Exercise instructions: This exercise calls for every line of the data below with the string "drawer" in it.

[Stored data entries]
═══
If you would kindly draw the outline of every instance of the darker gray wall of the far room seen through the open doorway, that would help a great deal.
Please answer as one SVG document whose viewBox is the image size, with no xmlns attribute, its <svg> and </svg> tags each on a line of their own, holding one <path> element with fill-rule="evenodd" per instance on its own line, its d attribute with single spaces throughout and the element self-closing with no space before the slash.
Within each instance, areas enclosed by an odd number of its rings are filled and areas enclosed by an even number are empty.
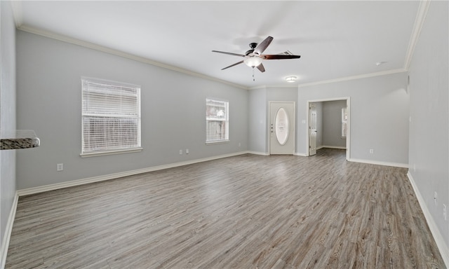
<svg viewBox="0 0 449 269">
<path fill-rule="evenodd" d="M 323 146 L 346 148 L 346 139 L 342 138 L 342 108 L 346 100 L 322 102 L 323 104 Z"/>
</svg>

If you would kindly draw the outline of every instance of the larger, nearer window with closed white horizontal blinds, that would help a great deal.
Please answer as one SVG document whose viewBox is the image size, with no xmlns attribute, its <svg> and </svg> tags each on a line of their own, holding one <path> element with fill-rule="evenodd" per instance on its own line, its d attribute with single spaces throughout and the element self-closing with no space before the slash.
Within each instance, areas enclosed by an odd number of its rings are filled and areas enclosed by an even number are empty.
<svg viewBox="0 0 449 269">
<path fill-rule="evenodd" d="M 81 156 L 98 156 L 140 147 L 140 86 L 81 78 Z"/>
</svg>

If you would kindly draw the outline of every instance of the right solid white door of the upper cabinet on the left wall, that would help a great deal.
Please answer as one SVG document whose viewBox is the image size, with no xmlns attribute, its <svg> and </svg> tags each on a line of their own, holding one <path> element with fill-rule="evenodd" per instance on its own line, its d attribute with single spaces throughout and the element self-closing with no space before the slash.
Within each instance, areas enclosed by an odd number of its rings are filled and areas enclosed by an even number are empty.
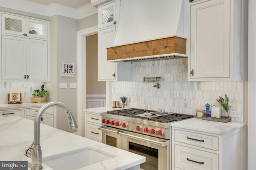
<svg viewBox="0 0 256 170">
<path fill-rule="evenodd" d="M 27 39 L 28 80 L 47 80 L 47 41 Z"/>
</svg>

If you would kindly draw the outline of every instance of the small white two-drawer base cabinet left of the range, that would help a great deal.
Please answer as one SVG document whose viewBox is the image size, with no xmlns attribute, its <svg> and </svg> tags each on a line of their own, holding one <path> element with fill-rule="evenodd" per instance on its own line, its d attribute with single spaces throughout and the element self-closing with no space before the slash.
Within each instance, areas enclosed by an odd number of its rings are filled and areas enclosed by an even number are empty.
<svg viewBox="0 0 256 170">
<path fill-rule="evenodd" d="M 85 112 L 85 137 L 94 141 L 102 142 L 101 116 L 97 113 Z"/>
</svg>

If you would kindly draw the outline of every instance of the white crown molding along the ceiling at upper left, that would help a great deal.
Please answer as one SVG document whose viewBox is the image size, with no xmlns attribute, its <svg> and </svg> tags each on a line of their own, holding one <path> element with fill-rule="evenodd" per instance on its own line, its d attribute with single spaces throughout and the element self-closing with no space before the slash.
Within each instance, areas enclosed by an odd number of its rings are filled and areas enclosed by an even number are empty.
<svg viewBox="0 0 256 170">
<path fill-rule="evenodd" d="M 92 3 L 75 9 L 56 3 L 44 5 L 26 0 L 0 0 L 0 6 L 42 16 L 52 17 L 54 15 L 60 15 L 77 20 L 88 17 L 92 14 L 96 14 L 98 12 L 97 8 L 92 6 Z"/>
</svg>

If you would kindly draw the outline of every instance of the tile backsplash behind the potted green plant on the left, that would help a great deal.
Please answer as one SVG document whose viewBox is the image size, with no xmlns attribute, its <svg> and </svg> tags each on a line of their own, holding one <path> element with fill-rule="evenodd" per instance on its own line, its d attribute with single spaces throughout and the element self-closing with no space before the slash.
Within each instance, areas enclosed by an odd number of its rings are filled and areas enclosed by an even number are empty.
<svg viewBox="0 0 256 170">
<path fill-rule="evenodd" d="M 22 103 L 31 102 L 32 92 L 41 89 L 43 82 L 0 82 L 0 104 L 8 103 L 10 90 L 20 90 Z"/>
</svg>

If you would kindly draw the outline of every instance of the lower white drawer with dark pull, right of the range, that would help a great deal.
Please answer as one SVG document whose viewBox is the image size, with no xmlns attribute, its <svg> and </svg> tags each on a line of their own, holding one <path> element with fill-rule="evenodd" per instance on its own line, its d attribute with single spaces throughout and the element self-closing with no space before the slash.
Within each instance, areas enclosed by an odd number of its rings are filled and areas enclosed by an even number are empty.
<svg viewBox="0 0 256 170">
<path fill-rule="evenodd" d="M 218 154 L 174 145 L 174 166 L 183 170 L 218 170 Z"/>
</svg>

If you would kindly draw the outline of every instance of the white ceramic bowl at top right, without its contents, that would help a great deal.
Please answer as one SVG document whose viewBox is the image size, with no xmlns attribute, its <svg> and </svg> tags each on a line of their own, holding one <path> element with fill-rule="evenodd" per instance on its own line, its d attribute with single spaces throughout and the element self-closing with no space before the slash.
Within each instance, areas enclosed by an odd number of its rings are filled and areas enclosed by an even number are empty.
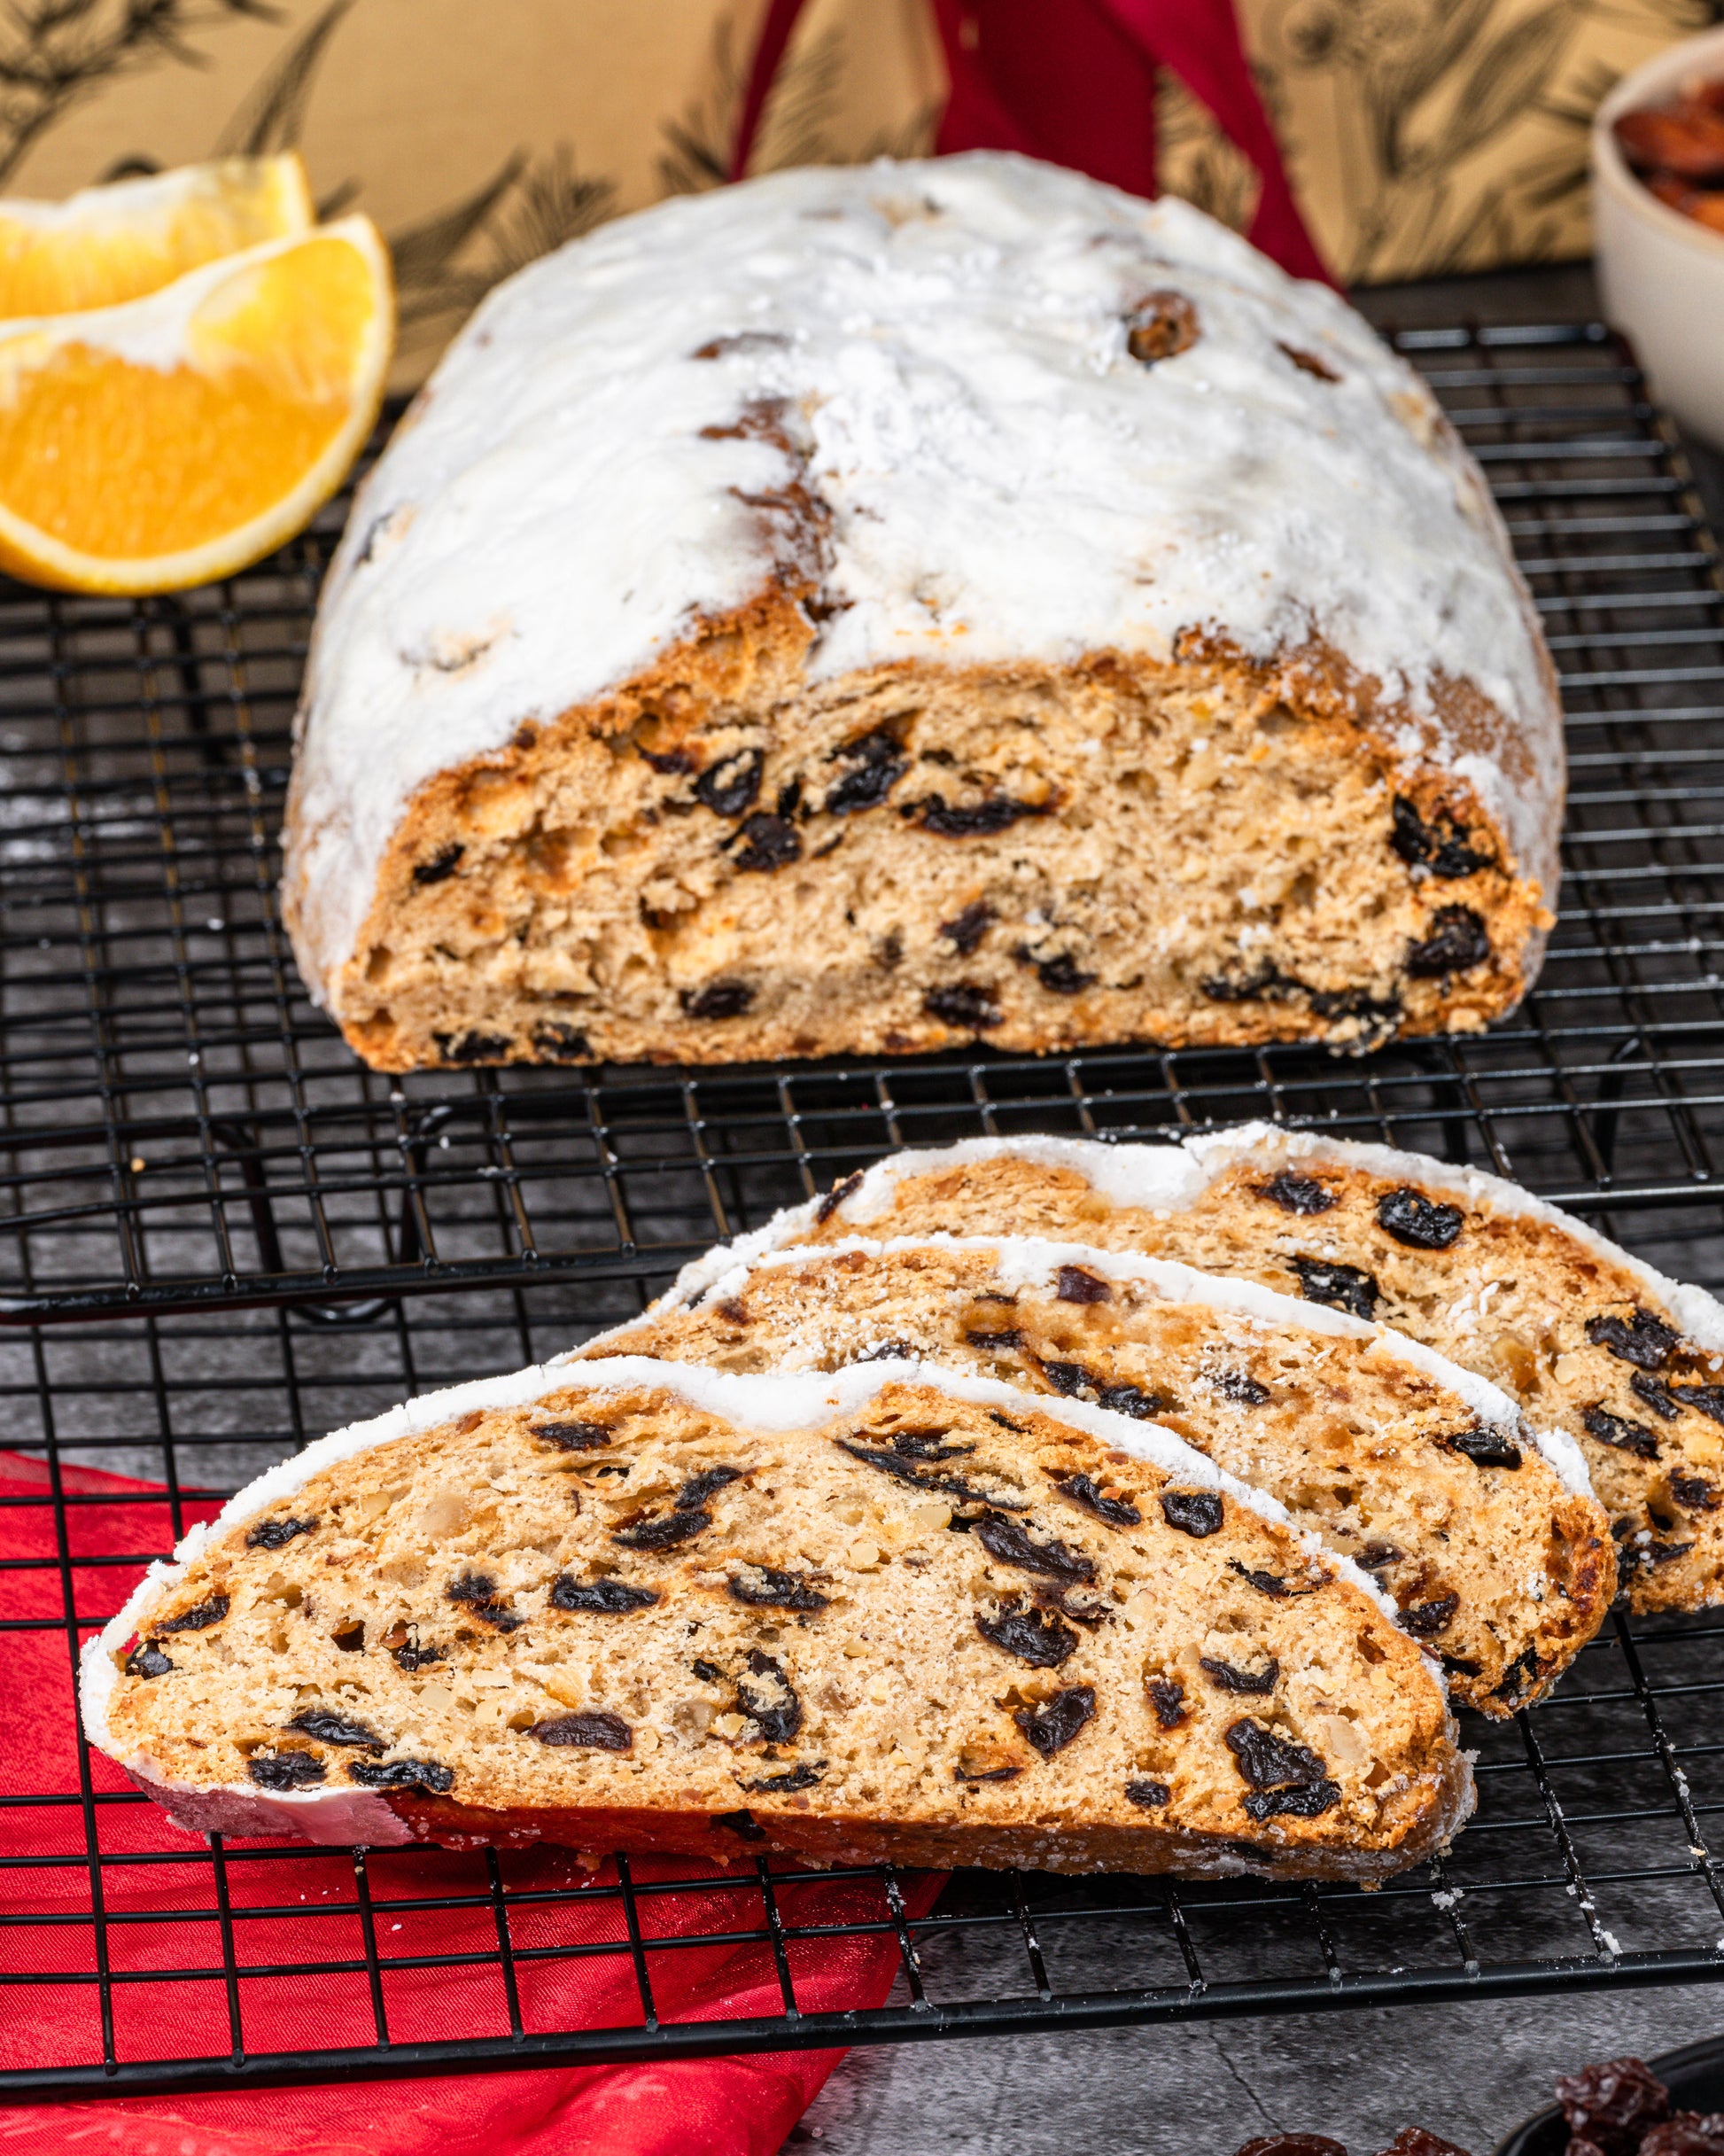
<svg viewBox="0 0 1724 2156">
<path fill-rule="evenodd" d="M 1605 319 L 1633 338 L 1659 403 L 1724 448 L 1724 233 L 1659 203 L 1616 149 L 1612 121 L 1724 78 L 1724 28 L 1623 75 L 1593 121 L 1593 244 Z"/>
</svg>

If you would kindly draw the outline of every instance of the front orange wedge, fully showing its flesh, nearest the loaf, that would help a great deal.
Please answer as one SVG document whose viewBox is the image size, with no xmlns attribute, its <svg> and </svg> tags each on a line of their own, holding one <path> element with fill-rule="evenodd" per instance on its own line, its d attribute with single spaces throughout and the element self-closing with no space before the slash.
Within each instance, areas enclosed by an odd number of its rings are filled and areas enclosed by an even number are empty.
<svg viewBox="0 0 1724 2156">
<path fill-rule="evenodd" d="M 371 218 L 125 306 L 0 323 L 0 569 L 142 593 L 259 561 L 347 476 L 392 343 Z"/>
</svg>

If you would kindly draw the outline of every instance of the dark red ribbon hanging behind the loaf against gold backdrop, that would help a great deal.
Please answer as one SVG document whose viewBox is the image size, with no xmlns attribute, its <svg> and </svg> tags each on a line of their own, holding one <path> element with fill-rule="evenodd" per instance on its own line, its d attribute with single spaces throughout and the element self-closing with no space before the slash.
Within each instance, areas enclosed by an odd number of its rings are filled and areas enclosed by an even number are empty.
<svg viewBox="0 0 1724 2156">
<path fill-rule="evenodd" d="M 806 0 L 769 0 L 743 93 L 741 179 Z M 1155 194 L 1155 69 L 1168 67 L 1256 166 L 1250 239 L 1293 276 L 1334 282 L 1306 231 L 1256 95 L 1233 0 L 933 0 L 950 97 L 937 149 L 1015 149 Z"/>
</svg>

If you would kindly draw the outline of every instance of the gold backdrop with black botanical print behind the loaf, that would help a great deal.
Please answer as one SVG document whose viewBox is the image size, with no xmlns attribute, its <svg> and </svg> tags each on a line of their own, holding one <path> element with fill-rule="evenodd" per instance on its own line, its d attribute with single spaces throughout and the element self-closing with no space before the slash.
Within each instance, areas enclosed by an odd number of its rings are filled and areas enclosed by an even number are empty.
<svg viewBox="0 0 1724 2156">
<path fill-rule="evenodd" d="M 4 0 L 0 188 L 58 196 L 231 149 L 304 151 L 401 280 L 401 379 L 534 254 L 718 185 L 765 0 Z M 1584 254 L 1586 123 L 1720 0 L 1239 0 L 1327 261 L 1381 282 Z M 812 0 L 754 168 L 927 149 L 927 0 Z M 1233 224 L 1254 175 L 1174 82 L 1164 183 Z"/>
</svg>

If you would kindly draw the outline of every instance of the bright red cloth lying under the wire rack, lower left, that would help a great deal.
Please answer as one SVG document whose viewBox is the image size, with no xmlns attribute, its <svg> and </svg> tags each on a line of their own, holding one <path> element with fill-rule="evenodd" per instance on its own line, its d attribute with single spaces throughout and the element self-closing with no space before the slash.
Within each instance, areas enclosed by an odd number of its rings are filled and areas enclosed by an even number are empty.
<svg viewBox="0 0 1724 2156">
<path fill-rule="evenodd" d="M 88 1468 L 65 1468 L 69 1539 L 56 1542 L 47 1473 L 0 1453 L 0 1619 L 47 1619 L 50 1628 L 4 1632 L 0 1686 L 0 1798 L 69 1794 L 69 1805 L 6 1805 L 6 1858 L 60 1856 L 52 1869 L 0 1871 L 6 1968 L 11 1973 L 91 1973 L 91 1876 L 84 1818 L 75 1802 L 78 1738 L 71 1649 L 62 1583 L 80 1617 L 119 1608 L 138 1576 L 134 1563 L 99 1563 L 166 1550 L 175 1524 L 166 1494 Z M 185 1524 L 215 1505 L 185 1505 Z M 41 1559 L 50 1565 L 39 1567 Z M 95 1630 L 80 1623 L 80 1639 Z M 91 1757 L 97 1798 L 129 1783 Z M 110 1917 L 114 2027 L 121 2059 L 211 2057 L 231 2050 L 215 1910 L 215 1861 L 200 1837 L 185 1835 L 147 1802 L 99 1802 L 101 1891 Z M 343 1850 L 284 1841 L 231 1843 L 226 1891 L 235 1915 L 239 1968 L 295 1962 L 362 1962 L 364 1938 L 353 1865 Z M 261 1852 L 261 1854 L 259 1854 Z M 112 1858 L 121 1858 L 114 1863 Z M 509 1921 L 517 1955 L 519 2007 L 528 2031 L 631 2027 L 640 2003 L 627 1953 L 532 1960 L 534 1947 L 625 1940 L 621 1895 L 610 1863 L 588 1876 L 575 1852 L 537 1848 L 500 1856 L 511 1891 Z M 397 2042 L 506 2035 L 509 2003 L 496 1962 L 496 1910 L 433 1908 L 435 1897 L 485 1895 L 483 1854 L 377 1850 L 369 1861 L 384 2001 Z M 707 1884 L 655 1895 L 655 1880 Z M 640 1858 L 634 1880 L 649 1943 L 653 1999 L 662 2022 L 700 2022 L 782 2012 L 771 1951 L 759 1945 L 703 1945 L 651 1951 L 653 1940 L 756 1930 L 759 1880 L 685 1861 Z M 905 1908 L 920 1917 L 940 1876 L 905 1880 Z M 526 1902 L 517 1893 L 575 1891 L 575 1899 Z M 784 1884 L 776 1899 L 787 1927 L 881 1923 L 884 1891 L 871 1882 Z M 390 1906 L 403 1904 L 403 1906 Z M 248 1910 L 282 1915 L 248 1919 Z M 19 1921 L 28 1919 L 28 1921 Z M 440 1968 L 401 1968 L 407 1955 L 472 1955 Z M 795 1996 L 804 2012 L 879 2005 L 899 1966 L 890 1930 L 860 1938 L 791 1940 Z M 127 1973 L 149 1981 L 123 1981 Z M 168 1979 L 162 1971 L 213 1971 Z M 0 2016 L 0 2068 L 101 2059 L 95 1984 L 9 1988 Z M 256 1975 L 239 1984 L 241 2029 L 252 2053 L 375 2044 L 366 1973 Z M 259 2089 L 172 2098 L 101 2098 L 78 2104 L 0 2109 L 0 2156 L 13 2150 L 101 2152 L 127 2156 L 550 2156 L 601 2147 L 614 2156 L 771 2156 L 843 2057 L 838 2050 L 765 2053 L 668 2061 L 664 2065 L 534 2068 L 416 2081 L 369 2081 L 319 2089 Z"/>
</svg>

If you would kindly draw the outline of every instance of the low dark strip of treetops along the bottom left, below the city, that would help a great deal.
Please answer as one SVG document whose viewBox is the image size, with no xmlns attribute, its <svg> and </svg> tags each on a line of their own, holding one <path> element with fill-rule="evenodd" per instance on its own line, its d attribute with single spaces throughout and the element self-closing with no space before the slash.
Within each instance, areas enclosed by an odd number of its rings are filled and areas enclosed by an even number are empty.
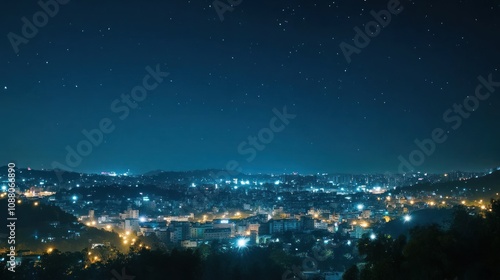
<svg viewBox="0 0 500 280">
<path fill-rule="evenodd" d="M 208 248 L 208 246 L 207 246 Z M 133 250 L 122 254 L 107 252 L 107 261 L 91 262 L 88 251 L 43 254 L 33 266 L 25 263 L 15 273 L 2 262 L 0 279 L 281 279 L 287 262 L 280 248 L 245 248 L 225 253 L 204 252 L 200 248 L 170 252 Z"/>
</svg>

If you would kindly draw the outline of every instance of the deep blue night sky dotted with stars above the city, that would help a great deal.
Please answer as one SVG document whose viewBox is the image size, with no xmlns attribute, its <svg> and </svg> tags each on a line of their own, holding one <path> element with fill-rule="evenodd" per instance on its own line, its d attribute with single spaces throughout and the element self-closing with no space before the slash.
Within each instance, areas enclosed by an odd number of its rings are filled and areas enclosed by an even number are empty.
<svg viewBox="0 0 500 280">
<path fill-rule="evenodd" d="M 401 1 L 350 63 L 340 44 L 354 45 L 354 28 L 390 1 L 234 0 L 223 20 L 216 8 L 228 1 L 65 1 L 32 38 L 22 18 L 40 15 L 36 1 L 0 11 L 0 165 L 397 172 L 415 139 L 442 128 L 447 140 L 415 170 L 500 166 L 500 88 L 457 129 L 443 119 L 478 76 L 500 81 L 499 1 Z M 111 104 L 148 66 L 169 75 L 121 119 Z M 238 151 L 285 106 L 295 118 L 284 129 L 252 157 Z M 69 165 L 67 148 L 103 119 L 114 130 Z"/>
</svg>

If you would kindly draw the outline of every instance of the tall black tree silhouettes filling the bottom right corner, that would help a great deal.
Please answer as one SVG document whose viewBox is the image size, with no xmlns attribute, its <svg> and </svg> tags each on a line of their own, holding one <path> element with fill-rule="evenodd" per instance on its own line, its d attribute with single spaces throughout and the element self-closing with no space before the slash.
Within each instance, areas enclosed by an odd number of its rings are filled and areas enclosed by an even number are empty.
<svg viewBox="0 0 500 280">
<path fill-rule="evenodd" d="M 343 279 L 500 279 L 500 202 L 491 204 L 491 211 L 474 215 L 458 207 L 446 229 L 434 224 L 413 228 L 408 238 L 362 238 L 364 263 Z"/>
</svg>

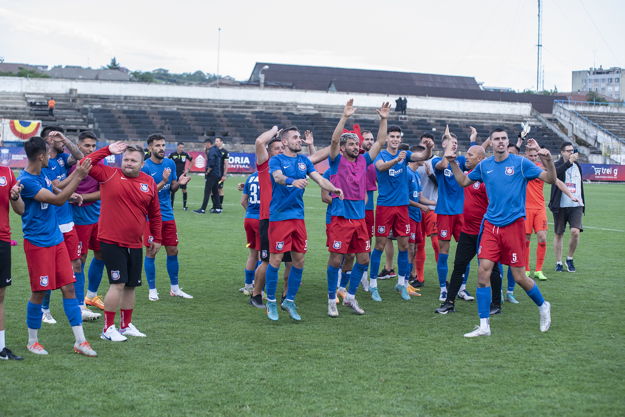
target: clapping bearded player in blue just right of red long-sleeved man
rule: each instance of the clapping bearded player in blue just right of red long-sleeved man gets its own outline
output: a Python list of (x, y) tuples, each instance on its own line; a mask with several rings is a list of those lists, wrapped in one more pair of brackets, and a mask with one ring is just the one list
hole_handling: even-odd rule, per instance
═══
Answer section:
If you would kindly draw the outline of every instance of the small white two-drawer base cabinet left of the range, that would help a great deal.
If you would kindly draw the outline of every instance of the lower white drawer with dark pull, right of the range, that would help a great deal.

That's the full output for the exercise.